À l’origine, le bâtiment appartenait à Jean-Charles-Joseph Roullain Delaunay de Vaudricourt, chanoine de la cathédrale et personnage important de l’Église de Sens. Le quartier canonial, où est sis le bâtiment, a connu de nombreux bouleversements, notamment suite au percement de la rue Royale (actuelle rue de la République) qui amputera l’édifice de ses ailes. Devenu bien national après la Révolution, Vaudricourt rachètera son hôtel avant de le louer en 1796.



Le premier locataire, Dominique Louge, transforme le lieu en auberge qu’il nomme « À la ville de Paris. » Il achète également une maison mitoyenne et agrandit le bâtiment. Les propriétaires et aubergistes s’enchaînent ; l’hôtel sera exploité en 1812 par François-Théodore Baudoin, et ce pendant vingt-sept ans, avant d’être mis en vente en 1839. Athanase Brochot succédera à Baudoin.




C’est à cette période que l’ « Auberge de la Ville de Paris » devient l’ « Hôtel de Paris. » Suivront Messieurs Bourgeois, Bourgenot, Lemoine père et fils, qui agrandiront encore l’Hôtel en construisant sur rue Pasteur, peu avant 1900, et enfin Monsieur Roger d’Honneur. C’est sous la direction de ce dernier que l’Hôtel de Paris vit passer entre ses murs ses plus illustres visiteurs : parmi eux, la Reine d’Italie, le Sultan du Maroc, la Reine d’Espagne, le Prince de Monaco ou encore la duchesse de Chartres. Une époque qui verra de nouvelles modifications architecturales, notamment la construction d’un garage accessible par la rue Pasteur pour accueillir les premières automobiles.

__Consigne a__. Recopiez à l'identique les lignes des enregistrements, en commençant par celle qui contient "of the wooden" et en terminant par celle qui contient "[(942, 121)]", ces deux lignes comprises.

__Enregistrements bruts__.
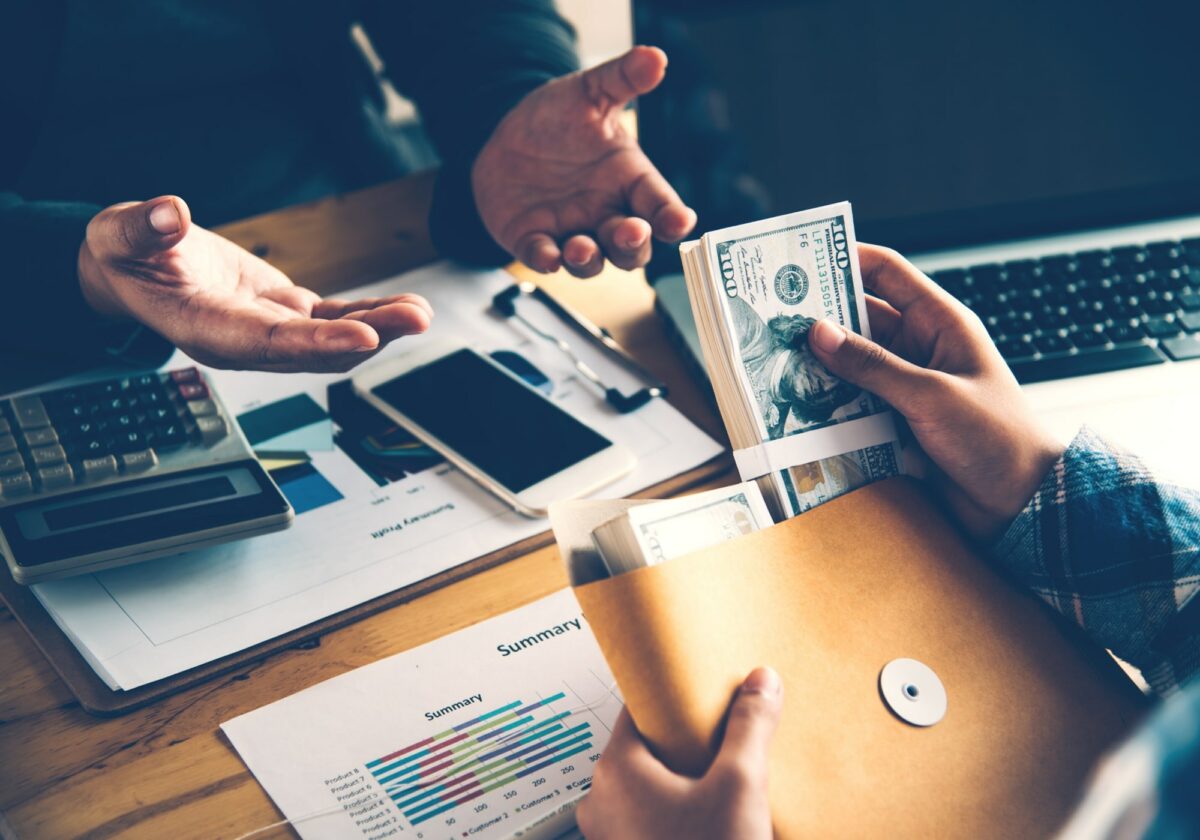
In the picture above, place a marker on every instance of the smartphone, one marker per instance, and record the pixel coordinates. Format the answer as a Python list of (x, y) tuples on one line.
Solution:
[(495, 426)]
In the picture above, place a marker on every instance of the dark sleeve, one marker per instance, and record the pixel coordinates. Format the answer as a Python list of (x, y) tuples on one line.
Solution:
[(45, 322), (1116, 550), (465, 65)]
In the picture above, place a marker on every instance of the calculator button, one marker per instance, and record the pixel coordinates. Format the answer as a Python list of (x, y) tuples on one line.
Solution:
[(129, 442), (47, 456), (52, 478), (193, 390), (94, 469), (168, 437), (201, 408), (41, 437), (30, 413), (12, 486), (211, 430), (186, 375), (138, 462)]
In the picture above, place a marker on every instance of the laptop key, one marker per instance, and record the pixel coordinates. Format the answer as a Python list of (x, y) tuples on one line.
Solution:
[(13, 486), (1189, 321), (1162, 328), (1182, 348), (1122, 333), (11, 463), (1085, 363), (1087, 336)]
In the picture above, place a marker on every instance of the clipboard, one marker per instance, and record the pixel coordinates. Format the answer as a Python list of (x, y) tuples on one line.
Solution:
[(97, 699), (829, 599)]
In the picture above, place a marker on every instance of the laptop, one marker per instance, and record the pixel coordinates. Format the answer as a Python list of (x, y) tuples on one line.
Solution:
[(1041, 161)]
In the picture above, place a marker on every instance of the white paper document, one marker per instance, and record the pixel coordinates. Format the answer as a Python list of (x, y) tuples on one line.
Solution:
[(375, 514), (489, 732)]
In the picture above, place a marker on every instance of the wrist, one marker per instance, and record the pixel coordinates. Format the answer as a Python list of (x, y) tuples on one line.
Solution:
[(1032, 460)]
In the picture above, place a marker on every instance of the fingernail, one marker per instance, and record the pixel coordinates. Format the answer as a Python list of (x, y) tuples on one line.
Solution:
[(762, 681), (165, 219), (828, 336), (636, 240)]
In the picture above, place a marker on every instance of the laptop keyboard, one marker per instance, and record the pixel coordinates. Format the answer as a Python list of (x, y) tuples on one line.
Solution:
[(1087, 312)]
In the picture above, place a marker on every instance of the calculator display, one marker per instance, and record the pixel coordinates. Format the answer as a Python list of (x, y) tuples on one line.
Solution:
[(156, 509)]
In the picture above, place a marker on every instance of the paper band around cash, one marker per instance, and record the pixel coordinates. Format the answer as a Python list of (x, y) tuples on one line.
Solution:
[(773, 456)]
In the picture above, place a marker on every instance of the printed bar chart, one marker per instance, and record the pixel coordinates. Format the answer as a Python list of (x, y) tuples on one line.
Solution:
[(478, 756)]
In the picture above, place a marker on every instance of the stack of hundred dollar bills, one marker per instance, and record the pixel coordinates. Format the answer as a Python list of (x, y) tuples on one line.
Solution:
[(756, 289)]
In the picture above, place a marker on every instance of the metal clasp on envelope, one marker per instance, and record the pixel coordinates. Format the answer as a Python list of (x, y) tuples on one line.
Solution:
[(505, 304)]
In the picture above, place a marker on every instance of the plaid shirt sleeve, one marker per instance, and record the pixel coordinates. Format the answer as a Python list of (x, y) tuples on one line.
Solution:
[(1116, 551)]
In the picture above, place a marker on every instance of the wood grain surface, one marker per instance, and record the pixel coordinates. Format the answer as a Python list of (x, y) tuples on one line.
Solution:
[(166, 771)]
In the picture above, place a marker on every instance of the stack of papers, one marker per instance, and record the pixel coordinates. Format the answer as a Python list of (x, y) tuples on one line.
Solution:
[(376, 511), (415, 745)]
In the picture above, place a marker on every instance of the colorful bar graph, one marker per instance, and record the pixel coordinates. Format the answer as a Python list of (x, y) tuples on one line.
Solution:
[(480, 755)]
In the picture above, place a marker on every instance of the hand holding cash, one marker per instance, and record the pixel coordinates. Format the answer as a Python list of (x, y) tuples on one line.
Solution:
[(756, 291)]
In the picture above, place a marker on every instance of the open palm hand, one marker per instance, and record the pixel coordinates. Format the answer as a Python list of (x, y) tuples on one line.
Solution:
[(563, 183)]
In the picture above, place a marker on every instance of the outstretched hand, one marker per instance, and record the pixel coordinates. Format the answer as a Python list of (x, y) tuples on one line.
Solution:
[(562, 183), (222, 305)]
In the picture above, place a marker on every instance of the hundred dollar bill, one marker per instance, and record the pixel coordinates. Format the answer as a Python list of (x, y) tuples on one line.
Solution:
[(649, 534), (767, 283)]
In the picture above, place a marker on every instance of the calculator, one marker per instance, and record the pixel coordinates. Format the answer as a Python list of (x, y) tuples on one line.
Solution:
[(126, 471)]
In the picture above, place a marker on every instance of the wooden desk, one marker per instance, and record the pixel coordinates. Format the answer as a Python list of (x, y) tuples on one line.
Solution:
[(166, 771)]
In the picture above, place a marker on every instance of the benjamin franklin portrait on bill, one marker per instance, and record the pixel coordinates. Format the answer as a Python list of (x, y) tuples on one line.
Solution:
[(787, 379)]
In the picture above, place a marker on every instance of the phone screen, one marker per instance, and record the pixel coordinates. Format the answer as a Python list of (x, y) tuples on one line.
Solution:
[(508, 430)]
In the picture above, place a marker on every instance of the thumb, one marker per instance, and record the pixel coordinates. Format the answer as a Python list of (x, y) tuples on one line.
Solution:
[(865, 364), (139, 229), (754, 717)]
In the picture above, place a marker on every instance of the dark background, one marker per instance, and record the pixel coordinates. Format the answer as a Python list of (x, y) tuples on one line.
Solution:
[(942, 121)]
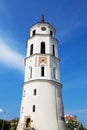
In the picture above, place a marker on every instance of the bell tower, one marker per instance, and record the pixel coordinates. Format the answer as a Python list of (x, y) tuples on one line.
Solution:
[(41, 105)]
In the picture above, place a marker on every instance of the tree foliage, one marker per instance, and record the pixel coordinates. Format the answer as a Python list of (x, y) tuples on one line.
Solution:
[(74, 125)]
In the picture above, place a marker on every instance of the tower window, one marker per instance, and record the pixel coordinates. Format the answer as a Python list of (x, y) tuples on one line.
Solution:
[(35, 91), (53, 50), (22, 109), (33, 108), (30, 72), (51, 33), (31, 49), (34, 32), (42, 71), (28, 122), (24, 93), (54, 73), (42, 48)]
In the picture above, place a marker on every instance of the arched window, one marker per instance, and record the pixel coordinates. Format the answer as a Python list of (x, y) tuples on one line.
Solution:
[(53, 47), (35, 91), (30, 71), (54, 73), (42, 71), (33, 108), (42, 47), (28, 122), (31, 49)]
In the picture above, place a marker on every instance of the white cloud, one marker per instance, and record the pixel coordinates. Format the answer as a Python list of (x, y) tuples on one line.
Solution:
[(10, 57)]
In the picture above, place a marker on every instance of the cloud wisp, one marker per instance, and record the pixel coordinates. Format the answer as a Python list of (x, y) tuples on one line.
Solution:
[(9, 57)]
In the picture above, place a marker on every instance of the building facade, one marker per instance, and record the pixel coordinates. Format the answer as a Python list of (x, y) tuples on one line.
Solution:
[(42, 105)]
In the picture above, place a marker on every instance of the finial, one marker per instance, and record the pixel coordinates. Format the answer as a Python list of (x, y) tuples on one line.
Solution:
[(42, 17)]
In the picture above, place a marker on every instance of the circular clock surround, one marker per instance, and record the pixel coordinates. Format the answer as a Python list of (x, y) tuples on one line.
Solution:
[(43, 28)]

__Consigne b__. D'après le texte fourni, quel nom Dominique Louge donna-t-il à l'auberge qu'il ouvrit dans le bâtiment ?

__Réponse a__.
In the picture above, place a marker on every instance of the wooden desk, one marker per instance, and record the pixel coordinates. Format the answer as a Python list of (x, y) tuples on one line.
Solution:
[(166, 771)]
In the picture above, place a marker on every instance of the benjamin franklin portrait on bill, one marker per instance, and record the pixel coordinates. Format the answer as a Python list of (x, y) tuples on one line.
Solution:
[(787, 379)]
In the picture above, place a marker on every instance of the phone screen, one marker per instance, and record the pixel coordinates. Format the answer as a Python list of (x, y) tuples on one line.
Solution:
[(508, 430)]
In the picture above, place a marker on every instance of the thumb, one marker per instance, and record the pixel coordinates. Format the answer as a Python list of (x, y) tuples on one line.
Solution:
[(865, 364), (139, 229), (754, 717)]
In the picture above, place a marker on every instance of the dark background, one marker per instance, and record the pixel coordinates. Format the answer as a Python list of (x, y) tuples on one line.
Solution:
[(942, 121)]

__Réponse b__. « À la ville de Paris. »